### Petunjuk
1 - Terjemahkan kalimat "Ternyata mereka dibawa ke Semarang dan ditahan di sana." dari kutipan teks tentang penyelamatan bendera merah-putih ke dalam bahasa Inggris.
2 - Lanjutkan kutipan teks tentang penyelamatan bendera merah-putih, dimulai setelah kalimat terakhirnya.

### Kutipan Teks
Dengan bantuan Ibu Perna Dinata, kedua carik kain merah dan putih itu berhasil dipisahkan. Oleh Muthohhar, kain merah dan putih itu lalu diselipkan di dasar dua tas terpisah miliknya. Seluruh pakaian dan kelengkapan miliknya dijejalkan di atas kain merah dan putih itu. Ia hanya bisa pasrah, dan menunggu apa yang akan terjadi selanjutnya.

Yang ada dalam pemikiran Muthohhar saat itu hanyalah satu: bagaimana agar pihak Belanda tidak mengenali bendera merah-putih itu sebagai bendera, tapi hanya kain biasa, sehingga tidak melakukan penyitaan. Di mata seluruh bangsa Indonesia, bendera itu adalah sebuah “prasasti” yang mesti diselamatkan dan tidak boleh hilang dari jejak sejarah.

Benar, tak lama kemudian Presiden Soekarno ditangkap oleh Belanda dan diasingkan ke Prapat (kota kecil di pinggir danau Toba) sebelum dipindahkan ke Muntok, Bangka, sedangkan wakil presiden Mohammad Hatta langsung dibawa ke Bangka. Muthohhar dan beberapa staf kepresidenan juga ditangkap dan diangkut dengan pesawat Dakota. Ternyata mereka dibawa ke Semarang dan ditahan di sana. Pada saat menjadi tahanan kota, Muthohhar berhasil melarikan diri dengan naik kapal laut menuju Jakarta.

### Data yang Ditampilkan
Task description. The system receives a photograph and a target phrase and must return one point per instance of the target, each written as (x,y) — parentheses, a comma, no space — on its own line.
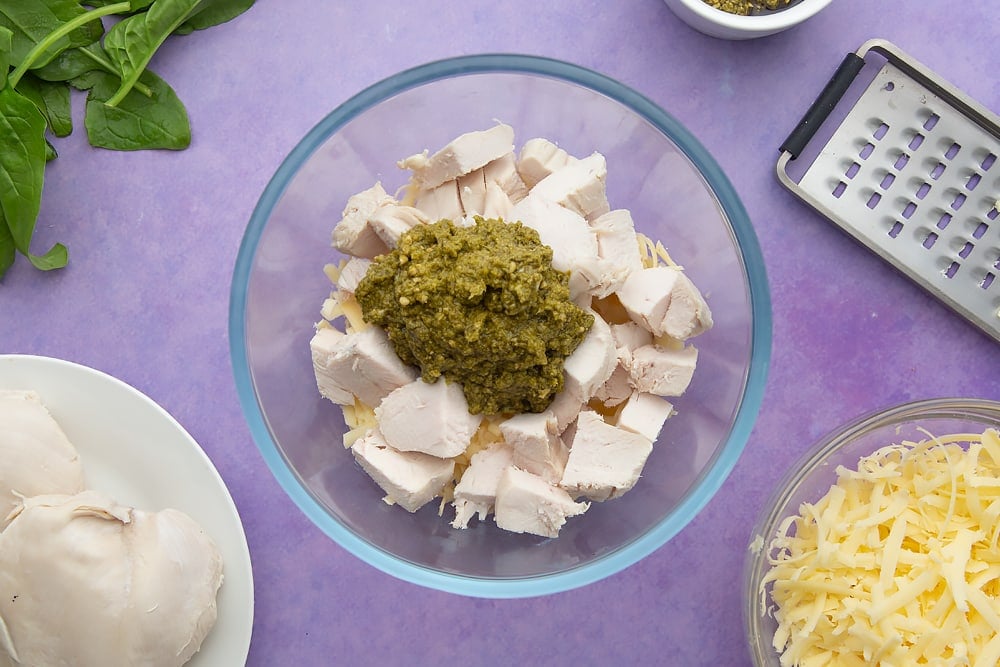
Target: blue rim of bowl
(754,382)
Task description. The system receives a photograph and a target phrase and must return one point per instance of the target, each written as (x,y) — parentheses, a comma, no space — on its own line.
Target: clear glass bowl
(814,473)
(676,192)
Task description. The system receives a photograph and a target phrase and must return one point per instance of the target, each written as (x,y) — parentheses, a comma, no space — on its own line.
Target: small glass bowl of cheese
(880,545)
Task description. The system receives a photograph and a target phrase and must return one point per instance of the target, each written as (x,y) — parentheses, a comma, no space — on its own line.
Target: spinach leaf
(31,21)
(7,250)
(71,63)
(52,99)
(214,12)
(5,40)
(22,173)
(138,122)
(132,42)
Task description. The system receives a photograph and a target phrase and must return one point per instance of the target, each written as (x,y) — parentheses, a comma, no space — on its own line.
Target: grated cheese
(897,564)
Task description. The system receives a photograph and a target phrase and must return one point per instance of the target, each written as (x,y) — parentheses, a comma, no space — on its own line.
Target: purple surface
(153,238)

### Hasil per Tugas
1 - As it turned out, they were taken to Semarang and detained there.

2 -
Di Jakarta Muthohhar menginap di rumah Perdana Menteri Sutan Syahrir, yang sebelumnya tidak ikut mengungsi ke Yogyakarta. Beberapa hari kemudian, ia kost di Jalan Pegangsaan Timur 43, di rumah Bapak R. Said Soekanto Tjokrodiatmodjo (Kepala Kepolisian RI yang pertama)

Selama di Jakarta Muthohhar selalu mencari informasi dan cara, bagaimana bisa segera menyerahkan bendera pusaka kepada presiden Soekarno. Pada suatu pagi sekitar pertengahan bulan Juni 1948, akhirnya ia menerima pemberitahuan dari Sudjono yang tinggal di Oranje Boulevard (sekarang Jalan Diponegoro) Jakarta. Pemberitahuan itu menyebutkan bahwa ada surat dari Presiden Soekarno yang ditujukan kepadanya.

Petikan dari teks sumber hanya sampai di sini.